## Exercise goal
Please render every line of the rows below as a JSON list of strings, one string per line, skipping blank lines and leaving out the pictures.

/---

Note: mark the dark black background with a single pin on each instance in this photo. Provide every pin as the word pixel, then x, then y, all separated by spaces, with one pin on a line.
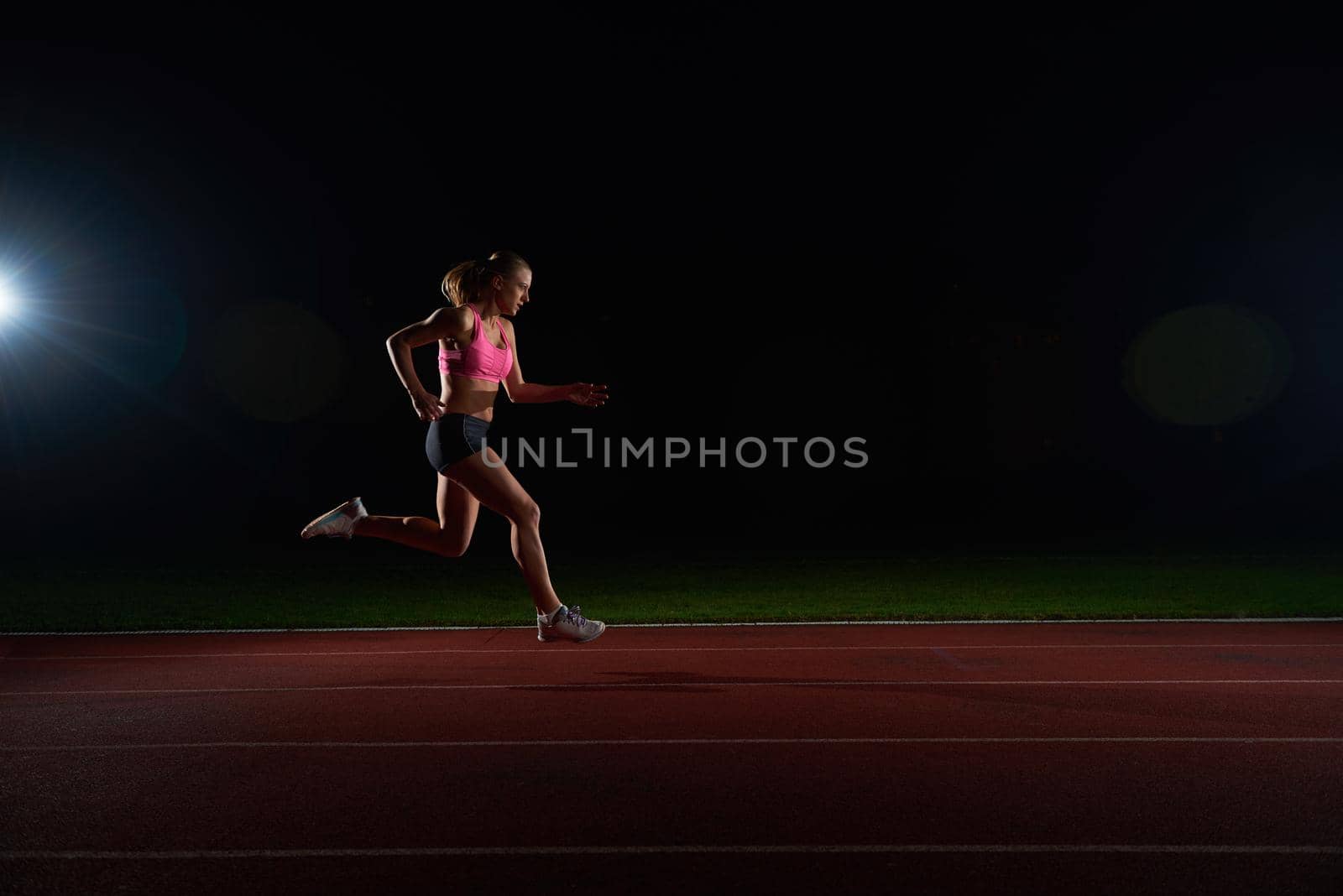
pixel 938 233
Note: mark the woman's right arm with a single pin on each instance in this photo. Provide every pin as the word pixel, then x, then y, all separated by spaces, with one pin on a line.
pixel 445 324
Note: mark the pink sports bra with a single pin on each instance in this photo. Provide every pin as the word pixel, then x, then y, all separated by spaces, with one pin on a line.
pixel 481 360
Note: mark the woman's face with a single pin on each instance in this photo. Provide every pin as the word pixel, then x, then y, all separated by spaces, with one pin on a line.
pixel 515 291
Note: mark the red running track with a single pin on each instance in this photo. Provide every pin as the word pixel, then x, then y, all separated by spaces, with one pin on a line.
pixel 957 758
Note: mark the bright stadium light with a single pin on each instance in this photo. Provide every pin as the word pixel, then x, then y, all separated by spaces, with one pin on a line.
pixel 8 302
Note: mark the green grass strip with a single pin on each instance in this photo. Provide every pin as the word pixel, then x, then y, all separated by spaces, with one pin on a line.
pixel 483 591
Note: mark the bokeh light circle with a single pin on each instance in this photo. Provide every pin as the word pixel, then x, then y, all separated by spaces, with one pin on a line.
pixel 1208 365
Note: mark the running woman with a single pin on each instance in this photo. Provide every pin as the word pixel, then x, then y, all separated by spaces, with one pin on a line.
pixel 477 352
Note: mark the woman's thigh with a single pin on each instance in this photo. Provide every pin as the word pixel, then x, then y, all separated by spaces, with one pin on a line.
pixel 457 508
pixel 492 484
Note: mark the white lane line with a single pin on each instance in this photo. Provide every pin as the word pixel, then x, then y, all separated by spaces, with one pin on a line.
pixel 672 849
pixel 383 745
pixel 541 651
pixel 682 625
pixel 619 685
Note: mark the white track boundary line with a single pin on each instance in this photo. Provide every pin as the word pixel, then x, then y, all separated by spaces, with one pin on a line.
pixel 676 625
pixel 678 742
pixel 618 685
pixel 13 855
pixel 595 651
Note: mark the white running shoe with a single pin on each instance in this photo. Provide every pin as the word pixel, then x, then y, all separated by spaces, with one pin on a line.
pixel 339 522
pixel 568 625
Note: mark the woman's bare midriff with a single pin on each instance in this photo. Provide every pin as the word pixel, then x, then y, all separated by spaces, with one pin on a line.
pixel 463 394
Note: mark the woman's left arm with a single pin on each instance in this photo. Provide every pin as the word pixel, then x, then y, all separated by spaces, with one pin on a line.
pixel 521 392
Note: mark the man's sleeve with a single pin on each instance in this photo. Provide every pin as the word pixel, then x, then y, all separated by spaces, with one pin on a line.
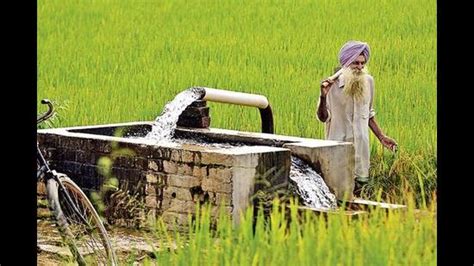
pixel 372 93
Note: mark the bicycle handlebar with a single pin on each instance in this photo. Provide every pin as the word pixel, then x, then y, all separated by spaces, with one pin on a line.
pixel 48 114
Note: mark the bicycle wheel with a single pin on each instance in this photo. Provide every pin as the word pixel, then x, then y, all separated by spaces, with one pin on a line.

\---

## Response for this exercise
[
  "Note: mark the dark black background with a single pin on each instance in this photo. Provide every pin as the word pixel, then x, then y, all separated by spaces, with one pin on a line.",
  "pixel 938 233",
  "Note: mark the woman's right arm with a single pin on each instance in this photo. Provide every pin as the word pixel, then x, then y, all separated by spaces, with one pin on a line.",
  "pixel 445 324",
  "Note: mark the pink sports bra with a single pin on each instance in this photo. Provide every pin as the word pixel, then x, then y, all separated by spaces, with one pin on a line.",
  "pixel 481 360",
  "Note: mark the woman's face with a single pin on each instance in this photo. Provide every pin as the word pixel, then x, then y, all separated by spaces, with one pin on a line.",
  "pixel 515 291",
  "Note: mark the red running track with a single pin on each instance in this photo. Provide every pin as the word pixel, then x, then y, all separated by spaces, with one pin on a line.",
  "pixel 957 758",
  "Note: mark the bright stadium light with a single pin on each instance in this photo. Provide every pin as the word pixel, then x, then y, all separated by spaces, with one pin on a line.",
  "pixel 8 302",
  "Note: mark the green grass strip with a single pin on each instance in this photo. Provide every pin as the word pixel, then x, then y, all separated by spaces, with one pin on a line.",
  "pixel 483 591",
  "Note: mark the bokeh light circle with a single pin on each instance in this photo. Provide every pin as the word pixel, then x, then y, all separated by spaces, with one pin on a line.",
  "pixel 1208 365",
  "Note: mark the running woman with a single pin on each instance in this photo. Provide every pin as the word pixel, then x, then y, all separated by spaces, with one pin on a line.",
  "pixel 477 352",
  "Note: mark the woman's thigh with a single pin on each instance in this photo. Provide every pin as the word pixel, then x, then y, all separated by spaces, with one pin on a line.",
  "pixel 457 508",
  "pixel 492 484",
  "Note: mark the white lane line with a single pin on each instance in this photo. Provide every pin as the word pixel, then x, then y, all separated by spaces, with one pin on a line.",
  "pixel 672 849",
  "pixel 383 745",
  "pixel 541 651",
  "pixel 682 625",
  "pixel 619 685",
  "Note: mark the white track boundary line with a single pin on each instance in this photo. Provide every pin as the word pixel, then x, then y, all separated by spaces, with one pin on a line.",
  "pixel 676 625",
  "pixel 678 742",
  "pixel 618 685",
  "pixel 13 855",
  "pixel 595 651",
  "Note: mark the white running shoe with a single pin on each instance in this photo. Provide every pin as the word pixel, then x, then y, all separated by spaces, with one pin on a line.",
  "pixel 339 522",
  "pixel 568 625",
  "Note: mark the woman's bare midriff with a single pin on each instance in this photo. Provide every pin as the word pixel, then x, then y, all separated by spaces, with one pin on a line.",
  "pixel 463 394",
  "Note: mark the woman's left arm with a single pin on each instance in this photo. Provide every pin as the word pixel, then x, then y, all separated by spaces, with one pin on a line.",
  "pixel 521 392",
  "Note: mark the man's sleeve with a single pin on each instance in this photo. Provide every pin as the word pixel, then x, then y, all separated by spaces, with one pin on a line.",
  "pixel 372 93",
  "Note: mark the bicycle handlebar with a single pin on each instance in this photo. Provide every pin as the word pixel, then x, then y, all separated by spaces, with one pin on a line.",
  "pixel 48 114",
  "Note: mark the bicycle wheel with a single pin on each instance in this photo. Provide every pin as the word pixel, then x, then y, all separated by spaces, with one pin on a line."
]